[PROBLEM STATEMENT]:
Rewrite every line of the items below as a numbered list, omitting blank lines and leaving out the pictures.

[PROVIDED MATERIAL]:
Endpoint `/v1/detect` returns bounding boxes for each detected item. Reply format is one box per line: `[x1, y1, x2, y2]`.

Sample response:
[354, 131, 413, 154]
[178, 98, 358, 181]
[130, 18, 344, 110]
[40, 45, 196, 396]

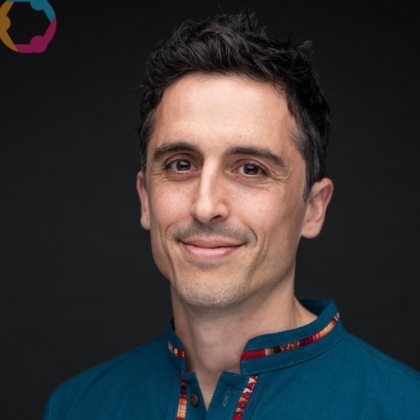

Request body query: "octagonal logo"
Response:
[0, 0, 57, 53]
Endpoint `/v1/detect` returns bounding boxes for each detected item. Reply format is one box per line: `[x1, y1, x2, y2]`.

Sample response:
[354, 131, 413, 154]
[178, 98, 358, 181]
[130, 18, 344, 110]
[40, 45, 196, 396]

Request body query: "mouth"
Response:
[180, 239, 243, 260]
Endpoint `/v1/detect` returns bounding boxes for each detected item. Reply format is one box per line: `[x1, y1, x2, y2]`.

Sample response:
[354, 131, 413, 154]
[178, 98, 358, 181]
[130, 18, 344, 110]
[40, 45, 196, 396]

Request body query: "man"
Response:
[45, 10, 420, 420]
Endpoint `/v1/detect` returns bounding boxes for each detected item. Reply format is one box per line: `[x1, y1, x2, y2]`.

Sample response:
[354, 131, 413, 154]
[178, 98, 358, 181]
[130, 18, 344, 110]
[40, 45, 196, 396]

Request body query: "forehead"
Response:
[149, 73, 295, 157]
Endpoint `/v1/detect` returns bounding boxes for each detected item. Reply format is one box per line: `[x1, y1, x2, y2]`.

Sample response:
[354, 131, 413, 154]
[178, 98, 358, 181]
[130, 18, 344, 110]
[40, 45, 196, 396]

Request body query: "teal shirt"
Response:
[44, 300, 420, 420]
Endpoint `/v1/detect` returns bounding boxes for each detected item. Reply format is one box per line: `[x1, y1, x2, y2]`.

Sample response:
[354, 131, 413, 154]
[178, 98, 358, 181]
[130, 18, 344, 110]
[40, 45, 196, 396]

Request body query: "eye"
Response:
[167, 159, 192, 172]
[238, 163, 265, 176]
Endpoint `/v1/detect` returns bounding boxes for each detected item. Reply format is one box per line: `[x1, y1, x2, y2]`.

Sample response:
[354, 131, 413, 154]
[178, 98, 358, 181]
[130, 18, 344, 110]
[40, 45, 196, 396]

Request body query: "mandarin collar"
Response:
[167, 300, 344, 375]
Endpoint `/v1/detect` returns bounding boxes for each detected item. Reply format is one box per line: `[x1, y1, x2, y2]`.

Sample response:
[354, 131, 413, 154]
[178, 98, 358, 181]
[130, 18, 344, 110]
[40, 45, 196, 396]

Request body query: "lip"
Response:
[180, 239, 242, 259]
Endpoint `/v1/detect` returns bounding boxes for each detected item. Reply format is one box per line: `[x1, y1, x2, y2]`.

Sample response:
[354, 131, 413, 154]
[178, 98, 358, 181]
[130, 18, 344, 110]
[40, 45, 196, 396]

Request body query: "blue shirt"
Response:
[44, 300, 420, 420]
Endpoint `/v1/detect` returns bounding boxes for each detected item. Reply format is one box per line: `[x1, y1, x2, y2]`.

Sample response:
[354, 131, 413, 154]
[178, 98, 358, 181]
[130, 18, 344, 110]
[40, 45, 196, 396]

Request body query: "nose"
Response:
[190, 167, 229, 223]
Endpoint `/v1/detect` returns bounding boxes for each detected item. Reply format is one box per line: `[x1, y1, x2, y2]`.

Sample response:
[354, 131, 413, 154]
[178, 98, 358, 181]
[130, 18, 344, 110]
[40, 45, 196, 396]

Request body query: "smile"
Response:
[180, 240, 242, 259]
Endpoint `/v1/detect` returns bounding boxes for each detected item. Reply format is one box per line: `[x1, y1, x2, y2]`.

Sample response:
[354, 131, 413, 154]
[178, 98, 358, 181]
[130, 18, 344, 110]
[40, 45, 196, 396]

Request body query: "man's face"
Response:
[138, 74, 330, 308]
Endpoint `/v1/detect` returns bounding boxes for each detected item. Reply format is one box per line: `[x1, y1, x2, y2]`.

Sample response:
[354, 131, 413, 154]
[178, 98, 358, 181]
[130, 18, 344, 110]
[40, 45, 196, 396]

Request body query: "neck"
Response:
[172, 285, 316, 407]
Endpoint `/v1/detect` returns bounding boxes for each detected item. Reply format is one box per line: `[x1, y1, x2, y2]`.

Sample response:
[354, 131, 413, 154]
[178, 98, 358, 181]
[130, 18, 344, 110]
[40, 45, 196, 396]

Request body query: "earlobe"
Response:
[302, 178, 334, 238]
[137, 171, 150, 230]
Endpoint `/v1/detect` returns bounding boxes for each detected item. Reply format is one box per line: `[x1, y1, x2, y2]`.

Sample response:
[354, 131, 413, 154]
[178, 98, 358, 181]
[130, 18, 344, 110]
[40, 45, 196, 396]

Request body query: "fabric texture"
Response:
[44, 300, 420, 420]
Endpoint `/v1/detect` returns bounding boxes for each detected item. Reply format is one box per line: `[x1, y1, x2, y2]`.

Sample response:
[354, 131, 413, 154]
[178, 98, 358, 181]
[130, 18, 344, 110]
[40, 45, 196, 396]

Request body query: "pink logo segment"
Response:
[0, 0, 57, 53]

[ANSWER IN FULL]:
1. Endpoint `/v1/detect` returns bounding boxes for each detected item. Reply format is one box per line: `[x1, y1, x2, y2]`.
2. Sample response:
3. [354, 131, 413, 154]
4. [178, 98, 358, 181]
5. [130, 18, 344, 110]
6. [40, 45, 196, 396]
7. Request body query: "octagonal logo"
8. Response:
9. [0, 0, 57, 53]
10. Endpoint `/v1/detect` returns bounding boxes for each detected item. Reply format is one box per line: `[x1, y1, x2, y2]`.
11. Sample response:
12. [354, 131, 413, 154]
13. [178, 98, 358, 181]
14. [130, 18, 344, 110]
15. [40, 45, 196, 396]
16. Request body query: "mouth"
17. Response:
18. [180, 239, 243, 260]
19. Endpoint `/v1/detect` returns bounding boxes for each detected item. Reply format is one box per line: `[x1, y1, x2, y2]`.
20. Sample response:
21. [354, 131, 413, 154]
22. [178, 98, 358, 181]
23. [130, 18, 344, 110]
24. [40, 45, 196, 396]
25. Request body query: "man"
26. Response:
27. [45, 10, 420, 420]
28. Endpoint `/v1/detect` returns bounding boxes for each detected item. Reply format is one box per line: `[x1, y1, x2, y2]`.
29. Sample response:
30. [354, 131, 413, 154]
31. [178, 98, 358, 181]
32. [130, 18, 344, 110]
33. [40, 45, 196, 396]
34. Request body query: "forehead"
35. Response:
36. [149, 73, 295, 157]
37. Endpoint `/v1/detect` returns bounding boxes for each detected item. Reply format is one box per line: `[x1, y1, x2, y2]`.
38. Sample response:
39. [354, 131, 413, 154]
40. [178, 98, 358, 181]
41. [130, 18, 344, 110]
42. [40, 45, 196, 396]
43. Request body query: "teal shirt"
44. Response:
45. [44, 300, 420, 420]
46. Endpoint `/v1/detect` returns bounding boxes for each detected item. Reply format is one box per line: `[x1, y1, x2, y2]`.
47. Sample response:
48. [354, 131, 413, 154]
49. [178, 98, 358, 181]
50. [130, 18, 344, 110]
51. [40, 45, 196, 396]
52. Request body query: "eye"
53. Response:
54. [167, 159, 192, 172]
55. [238, 163, 265, 176]
56. Endpoint `/v1/detect` returns bounding boxes for each detected item. Reply format is one box per line: `[x1, y1, x2, y2]`.
57. Sample response:
58. [354, 131, 413, 154]
59. [178, 98, 358, 181]
60. [130, 18, 344, 110]
61. [40, 45, 196, 396]
62. Request body query: "mandarin collar"
63. Response:
64. [167, 300, 344, 375]
65. Endpoint `/v1/detect` returns bounding boxes for each detected item. Reply format is one box per line: `[x1, y1, x2, y2]`.
66. Sample response:
67. [354, 131, 413, 154]
68. [178, 98, 358, 181]
69. [130, 18, 344, 110]
70. [40, 45, 196, 396]
71. Request body query: "lip"
72. Response:
73. [180, 239, 242, 259]
74. Endpoint `/v1/detect` returns bounding boxes for each detected item. Reply format is one box per line: `[x1, y1, x2, y2]`.
75. Sample response:
76. [354, 131, 413, 154]
77. [178, 98, 358, 181]
78. [130, 18, 344, 110]
79. [40, 45, 196, 396]
80. Request body query: "blue shirt"
81. Response:
82. [44, 300, 420, 420]
83. Endpoint `/v1/detect` returns bounding boxes for each detected item. Reply format is one box per line: `[x1, y1, x2, y2]`.
84. Sample response:
85. [354, 131, 413, 154]
86. [178, 98, 358, 181]
87. [130, 18, 344, 110]
88. [40, 45, 196, 396]
89. Request body query: "nose"
90. Response:
91. [190, 167, 229, 223]
92. Endpoint `/v1/detect` returns bounding boxes for each detected item. Reply format is one box per line: `[x1, y1, x2, y2]`.
93. Sample response:
94. [354, 131, 413, 154]
95. [178, 98, 358, 181]
96. [130, 18, 344, 110]
97. [40, 45, 196, 396]
98. Request body query: "smile"
99. Response:
100. [180, 240, 242, 259]
101. Endpoint `/v1/detect` returns bounding boxes for each detected item. Reply format is one box per line: `[x1, y1, x2, y2]`.
102. Sample response:
103. [354, 131, 413, 154]
104. [178, 98, 358, 181]
105. [130, 18, 344, 110]
106. [40, 45, 196, 396]
107. Request body query: "man's face"
108. Response:
109. [138, 74, 330, 308]
110. Endpoint `/v1/detect` returns bounding boxes for each detected item. Reply format is one box per line: `[x1, y1, x2, y2]`.
111. Sample response:
112. [354, 131, 413, 154]
113. [178, 98, 358, 181]
114. [130, 18, 344, 110]
115. [40, 45, 196, 396]
116. Request body query: "neck"
117. Response:
118. [172, 285, 316, 407]
119. Endpoint `/v1/detect` returns bounding boxes for each detected item. Reply format is one box per line: `[x1, y1, x2, y2]`.
120. Sample response:
121. [354, 131, 413, 154]
122. [178, 98, 358, 181]
123. [130, 18, 344, 110]
124. [40, 45, 196, 396]
125. Request body query: "earlobe"
126. Response:
127. [302, 178, 334, 238]
128. [137, 171, 150, 230]
129. Endpoint `/v1/detect` returns bounding boxes for each detected item. Reply format is one box per line: `[x1, y1, x2, y2]`.
130. Sample response:
131. [354, 131, 413, 154]
132. [178, 98, 358, 181]
133. [130, 18, 344, 110]
134. [40, 45, 196, 396]
135. Request body query: "fabric texture"
136. Response:
137. [44, 300, 420, 420]
138. Endpoint `/v1/detect` returns bounding boxes for each detected item. Reply format is one box per line: `[x1, y1, x2, y2]`.
139. Sample response:
140. [354, 131, 413, 154]
141. [178, 98, 358, 181]
142. [130, 18, 344, 110]
143. [40, 45, 196, 396]
144. Request body query: "pink logo segment"
145. Response:
146. [0, 0, 57, 53]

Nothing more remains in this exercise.